### Task
Drop every picture, then transcribe the remaining data exactly.
-- START OF Data in this exercise --
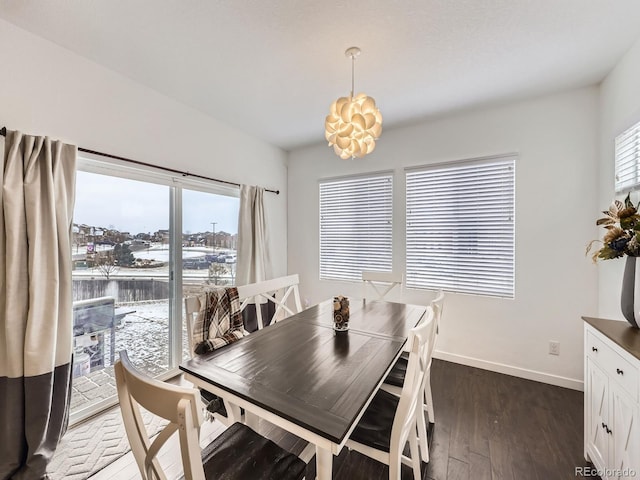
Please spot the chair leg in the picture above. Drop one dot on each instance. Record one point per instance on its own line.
(428, 400)
(423, 438)
(415, 455)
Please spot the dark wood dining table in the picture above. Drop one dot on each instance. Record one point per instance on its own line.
(304, 377)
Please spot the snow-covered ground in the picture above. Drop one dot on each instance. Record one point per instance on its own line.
(144, 334)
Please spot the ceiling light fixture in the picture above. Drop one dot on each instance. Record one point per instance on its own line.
(354, 123)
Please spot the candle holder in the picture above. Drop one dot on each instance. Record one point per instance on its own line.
(340, 314)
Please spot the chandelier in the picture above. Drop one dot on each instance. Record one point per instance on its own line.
(354, 123)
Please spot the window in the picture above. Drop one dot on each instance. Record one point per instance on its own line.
(628, 159)
(460, 227)
(355, 226)
(132, 229)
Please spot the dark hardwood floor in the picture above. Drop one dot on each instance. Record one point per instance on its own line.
(488, 426)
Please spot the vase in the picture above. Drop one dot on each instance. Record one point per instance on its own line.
(340, 314)
(630, 295)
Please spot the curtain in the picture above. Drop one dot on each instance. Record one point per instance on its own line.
(254, 260)
(37, 197)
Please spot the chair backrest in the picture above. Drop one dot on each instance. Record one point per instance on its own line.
(382, 283)
(277, 291)
(179, 405)
(411, 396)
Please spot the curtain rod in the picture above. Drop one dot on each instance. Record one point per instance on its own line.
(3, 132)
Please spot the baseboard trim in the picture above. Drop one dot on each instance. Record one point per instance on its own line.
(549, 378)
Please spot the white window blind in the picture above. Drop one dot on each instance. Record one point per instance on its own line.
(460, 227)
(628, 159)
(355, 226)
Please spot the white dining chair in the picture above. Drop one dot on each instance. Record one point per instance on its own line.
(391, 421)
(238, 453)
(377, 285)
(282, 292)
(395, 380)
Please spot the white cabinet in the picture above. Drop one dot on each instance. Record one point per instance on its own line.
(612, 410)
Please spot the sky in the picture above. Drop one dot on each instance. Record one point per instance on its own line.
(135, 207)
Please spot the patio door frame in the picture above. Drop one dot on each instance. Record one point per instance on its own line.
(95, 164)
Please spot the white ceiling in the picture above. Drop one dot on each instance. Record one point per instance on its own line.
(272, 68)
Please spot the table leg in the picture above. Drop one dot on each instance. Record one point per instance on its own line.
(324, 464)
(251, 420)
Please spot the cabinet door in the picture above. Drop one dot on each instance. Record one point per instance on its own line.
(625, 451)
(597, 415)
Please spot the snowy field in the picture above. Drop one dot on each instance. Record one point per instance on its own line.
(144, 334)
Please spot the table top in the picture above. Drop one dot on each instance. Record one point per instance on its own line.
(301, 370)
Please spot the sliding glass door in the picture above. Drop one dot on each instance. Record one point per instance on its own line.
(209, 239)
(141, 240)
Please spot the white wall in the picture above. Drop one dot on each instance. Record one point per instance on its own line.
(556, 139)
(47, 90)
(619, 110)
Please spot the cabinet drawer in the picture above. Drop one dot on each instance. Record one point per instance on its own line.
(613, 364)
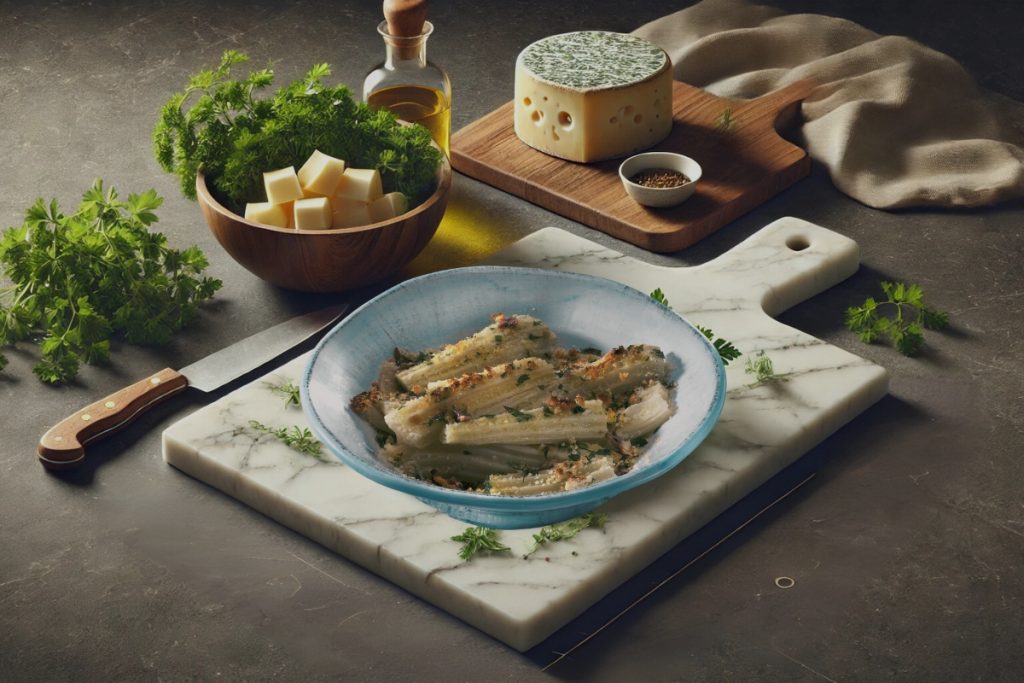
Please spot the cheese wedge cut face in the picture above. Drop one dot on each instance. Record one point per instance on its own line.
(591, 95)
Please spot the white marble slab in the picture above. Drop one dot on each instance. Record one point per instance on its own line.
(521, 601)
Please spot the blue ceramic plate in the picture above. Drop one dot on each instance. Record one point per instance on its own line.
(443, 307)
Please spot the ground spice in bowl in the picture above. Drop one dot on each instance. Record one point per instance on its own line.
(659, 177)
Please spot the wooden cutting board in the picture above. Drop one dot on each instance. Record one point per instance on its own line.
(763, 429)
(744, 162)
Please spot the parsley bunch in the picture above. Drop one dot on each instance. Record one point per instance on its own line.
(80, 279)
(220, 126)
(905, 330)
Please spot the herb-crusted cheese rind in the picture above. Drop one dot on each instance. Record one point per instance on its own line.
(592, 95)
(588, 59)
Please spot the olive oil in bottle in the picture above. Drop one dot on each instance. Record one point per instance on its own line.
(415, 89)
(418, 103)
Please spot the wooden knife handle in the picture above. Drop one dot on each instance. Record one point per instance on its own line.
(62, 445)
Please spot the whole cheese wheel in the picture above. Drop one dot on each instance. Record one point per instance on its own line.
(590, 95)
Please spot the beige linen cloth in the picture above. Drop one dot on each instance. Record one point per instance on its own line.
(896, 124)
-- END OF Data in this exercise --
### Solution to this task
Please spot the chair leg in the picture above. Drop one dot on each instance. Record one point per instance on its own line.
(428, 400)
(423, 438)
(415, 455)
Please spot the dark wood dining table in the picture above. Drop one dot on each instance. Record one point per instance on its own line.
(304, 377)
Please spot the snow-covered ground in the picture above. Drop one dot on each instance. Record one point per instance on its own line.
(144, 334)
Please spot the ceiling light fixture in the picture above. Drop one dot on each instance. Record one point per instance on its own line.
(354, 123)
Please spot the candle holder in the picture above. Drop one dot on each instance. Record one point per instance on its own line.
(340, 314)
Please spot the chandelier in the picture above. Drop one dot on each instance. Record one point per instance on its own line.
(354, 123)
Please spot the window in the picture above. Drop one dot on each instance. Record one point per instance on its own line.
(628, 159)
(460, 227)
(355, 226)
(132, 229)
Please spot the dark hardwood floor in the picture above. Drop one dot on each instance. Record one point per instance on its own line.
(488, 426)
Please spot the vase in the picture above. Drop one dot on each instance. Record one point per instance on its own line.
(340, 314)
(630, 295)
Please spot the curtain in the picture above. Drop one dot on each instance. Record one point per instance on its own line.
(254, 260)
(37, 197)
Please spot the chair backrest in the picture above. Drop one dot on each instance. Record one point per instance on its own line.
(382, 283)
(277, 291)
(179, 405)
(411, 396)
Please spot the curtain rod in the picture above. Drop one dot on each instance. Record one point per instance on its own line.
(3, 132)
Please spot the baseboard trim in the picture above. Drop one dot on each instance. Record one point per instance on its own line.
(549, 378)
Please spot the white window blind in the picture above. Drop one dot on each instance. Record one point per instance on its own line.
(460, 227)
(628, 159)
(355, 226)
Please spot the white dining chair in the picture above. Drop one dot on each instance. Record one point per instance on its own line.
(391, 421)
(238, 453)
(377, 285)
(282, 292)
(395, 380)
Please spot the white cabinet in the picture above. Drop one dot on each instance. Record one point per instance on its own line.
(612, 410)
Please spot the sky in the picture above. Drop one dot on each instance. Record one point per instance on its own line.
(135, 207)
Please spot the patio door frame in the picture above. Drop one dot on each instance. Record one point per instance on its own line.
(95, 164)
Please spot the white ceiling in the picture above. Drop one dot on each instance. Record one point per instance on its own line.
(272, 68)
Please spot the table leg in the picture above. Drop one dot on each instance. Record one point per instance on its own line.
(324, 464)
(251, 420)
Please spot the cabinet door in the picture above. Drop one dot on each instance. Record one point per instance on its own line.
(625, 451)
(597, 415)
Please spot the snowy field in the picture above. Drop one dot on each instance. Record one point per instance on its own line.
(144, 334)
Please spot the table top in the picture above. Drop one dot on each instance. Record one point per instance on its own line.
(301, 370)
Please spot the sliding glass door in the picture above. Drop one dot on each instance. Record one point per instance on its own line.
(209, 239)
(141, 240)
Please spot the white wall in the picture above. Drop one dot on each instance. Record one point per instance on its own line.
(556, 139)
(47, 90)
(619, 110)
Please spot the cabinet drawer in the picture above. Drop one dot on each instance. Record one point per instance on its own line.
(613, 364)
Please spot the cheese wedge cut face in the picture above. Drop one dot on each instance. Record one point per instance on its own line.
(591, 95)
Please spot the white marble slab in the picture above. Drop one dot on each instance. Record one point per instance on its own line.
(521, 601)
Please spot the blue ceramic plate in the picture above. Drop one dot on each instance. Record one point per instance on its own line.
(443, 307)
Please spot the ground spice in bowl in the picture above. Drop one dot on each instance. Record one point per instance on its own line.
(659, 177)
Please spot the wooden cutting board in the picture above. Drop one dot on each instance. Record one point per instance on its own line.
(763, 429)
(744, 162)
Please spot the parsley bunch in the picture above. Drop one dot on each instance. Record one point per instance on its own line.
(80, 279)
(220, 126)
(905, 330)
Please spot the herb-crusted cheese rind in the picture above. Drop one dot on each instance. Record one point per instance on its own line.
(592, 95)
(588, 59)
Please spot the olive oil in bottle in the picture above. Drop one dot on each instance. Record one point per instance on its own line.
(415, 89)
(418, 103)
Please spot the wooden knife handle in the picture above. Drop one dot on each instance. Record one point per instance on its own line.
(62, 445)
Please spot the whole cheese wheel in the picture above. Drop one dot on each instance. Record one point per instance on its own line.
(590, 95)
Please spot the beige linen cloth in the picture above. Drop one dot on each instance. Record one point per instance on its own line.
(896, 124)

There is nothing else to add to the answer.